(DATA Opens)

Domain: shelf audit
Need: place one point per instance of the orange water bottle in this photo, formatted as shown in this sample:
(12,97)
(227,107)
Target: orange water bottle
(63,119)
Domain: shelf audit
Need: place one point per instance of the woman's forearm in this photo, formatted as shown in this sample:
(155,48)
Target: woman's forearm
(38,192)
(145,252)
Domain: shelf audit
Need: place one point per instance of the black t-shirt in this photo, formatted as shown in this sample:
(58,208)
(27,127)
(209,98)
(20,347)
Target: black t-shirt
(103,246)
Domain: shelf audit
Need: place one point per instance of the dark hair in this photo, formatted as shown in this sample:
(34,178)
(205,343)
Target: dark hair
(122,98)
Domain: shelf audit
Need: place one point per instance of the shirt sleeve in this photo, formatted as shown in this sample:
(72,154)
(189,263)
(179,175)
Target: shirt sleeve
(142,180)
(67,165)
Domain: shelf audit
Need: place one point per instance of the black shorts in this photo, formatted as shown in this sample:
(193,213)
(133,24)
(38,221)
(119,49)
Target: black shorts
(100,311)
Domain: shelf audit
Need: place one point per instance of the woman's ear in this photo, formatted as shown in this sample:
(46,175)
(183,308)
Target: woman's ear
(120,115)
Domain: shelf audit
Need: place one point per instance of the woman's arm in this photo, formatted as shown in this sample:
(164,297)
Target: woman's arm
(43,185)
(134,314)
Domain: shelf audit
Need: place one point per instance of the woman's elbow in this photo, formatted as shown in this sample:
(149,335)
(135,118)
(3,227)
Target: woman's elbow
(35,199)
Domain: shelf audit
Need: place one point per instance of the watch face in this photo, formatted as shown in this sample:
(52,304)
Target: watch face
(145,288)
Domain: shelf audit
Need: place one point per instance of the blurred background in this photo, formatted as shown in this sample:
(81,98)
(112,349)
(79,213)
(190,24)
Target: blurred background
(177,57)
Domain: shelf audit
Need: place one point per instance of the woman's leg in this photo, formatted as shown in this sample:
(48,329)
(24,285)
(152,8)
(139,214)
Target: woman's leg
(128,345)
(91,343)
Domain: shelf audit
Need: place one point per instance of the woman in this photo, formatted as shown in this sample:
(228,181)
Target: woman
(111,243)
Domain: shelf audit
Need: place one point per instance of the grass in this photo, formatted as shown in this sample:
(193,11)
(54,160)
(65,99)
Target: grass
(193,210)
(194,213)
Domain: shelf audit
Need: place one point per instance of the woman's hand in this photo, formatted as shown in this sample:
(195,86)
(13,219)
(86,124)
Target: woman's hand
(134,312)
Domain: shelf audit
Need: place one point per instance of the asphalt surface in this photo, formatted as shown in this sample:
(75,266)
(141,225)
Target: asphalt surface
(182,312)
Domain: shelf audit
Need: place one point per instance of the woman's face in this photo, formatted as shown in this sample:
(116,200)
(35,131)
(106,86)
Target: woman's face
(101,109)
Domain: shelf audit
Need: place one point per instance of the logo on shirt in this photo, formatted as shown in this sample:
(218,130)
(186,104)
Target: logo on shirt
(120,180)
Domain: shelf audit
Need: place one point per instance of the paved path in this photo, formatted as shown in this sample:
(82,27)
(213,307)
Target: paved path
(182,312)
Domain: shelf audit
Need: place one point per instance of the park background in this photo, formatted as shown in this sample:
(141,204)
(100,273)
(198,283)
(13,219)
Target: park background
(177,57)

(DATA Closes)

• EXERCISE DIRECTIONS: Reproduce every record in full, keeping each one exactly as it reads.

• WRITTEN ANSWER:
Domain: shelf audit
Need: place one point per instance of the orange water bottle in this photo, formatted as shown in this sample:
(12,97)
(227,107)
Target: orange water bottle
(63,119)
Domain: shelf audit
Need: place one point per instance of the woman's forearm in this photo, formatted as shown in this sample:
(155,48)
Target: woman's forearm
(38,192)
(145,252)
Domain: shelf audit
Need: place one point per instance of the black t-shirt in this photo, formatted as shown in this sample:
(58,208)
(27,127)
(209,98)
(20,347)
Target: black t-shirt
(103,246)
Domain: shelf audit
Need: place one point per instance of the dark hair in this photo, formatted as shown in this sample:
(34,178)
(205,343)
Target: dark hair
(122,98)
Domain: shelf audit
Need: place one point per instance of the shirt sleeve in this photo, formatted as shown in this sample:
(72,154)
(189,263)
(179,175)
Target: shirt sleeve
(142,180)
(67,165)
Domain: shelf audit
Need: place one point per instance of the black shorts in this photo, formatted as shown in this sample:
(193,213)
(133,24)
(38,221)
(119,49)
Target: black shorts
(100,311)
Domain: shelf audit
Need: place one point per instance of the woman's ear in this photo, formatted as shown in this sample:
(46,175)
(183,308)
Target: woman's ear
(120,115)
Domain: shelf audit
Need: place one point per instance of the woman's arm in this photo, formatted as shown in this sample:
(164,297)
Target: woman's arm
(43,185)
(134,314)
Domain: shelf audit
Need: place one point per instance of the woman's elbow in this photo, formatted as shown in this sample:
(149,335)
(135,118)
(3,227)
Target: woman's elbow
(35,199)
Domain: shelf audit
Need: place one point per instance of the watch face in this photo, formatted as shown in this sample:
(52,304)
Target: watch face
(145,288)
Domain: shelf audit
Need: place one point per instance of the blurred background in this photo, formatted as shown in this sample:
(81,98)
(112,349)
(79,213)
(190,24)
Target: blurred background
(177,57)
Domain: shelf audit
Need: place one point per instance of the woman's leg in this photo, formatted as shown in this sample:
(48,329)
(24,285)
(152,8)
(139,214)
Target: woman's leg
(128,345)
(91,343)
Domain: shelf audit
Need: place one point per instance of the woman in this photo, formatted as shown in this sample:
(228,181)
Target: woman
(111,243)
Domain: shelf audit
Need: place one point per instance of the grass in this photo, formatted as shown in this sample:
(193,11)
(54,160)
(65,99)
Target: grass
(193,210)
(194,213)
Domain: shelf audit
Need: place one point per instance of the woman's hand in this photo, formatted as shown in this sample:
(195,86)
(13,219)
(86,124)
Target: woman's hand
(134,312)
Domain: shelf audit
Need: place one point per instance of the asphalt surface in this photo, formatted as shown in this sample:
(75,266)
(141,225)
Target: asphalt surface
(182,312)
Domain: shelf audit
Need: place one point per instance of the woman's face in this photo, formatted as shown in this sample:
(116,200)
(35,131)
(106,86)
Target: woman's face
(101,109)
Domain: shelf audit
Need: place one point per instance of the logo on shirt in this photo, formatted as shown in this sample:
(218,130)
(186,104)
Target: logo on shirt
(120,180)
Domain: shelf audit
Need: place one point per instance of the paved path in this photo, formatted as shown in this sample:
(82,27)
(213,307)
Target: paved path
(182,312)
Domain: shelf audit
Need: place one point per instance of the park background in this photo, formatted as shown in this sample:
(141,204)
(100,273)
(198,283)
(13,219)
Target: park background
(177,57)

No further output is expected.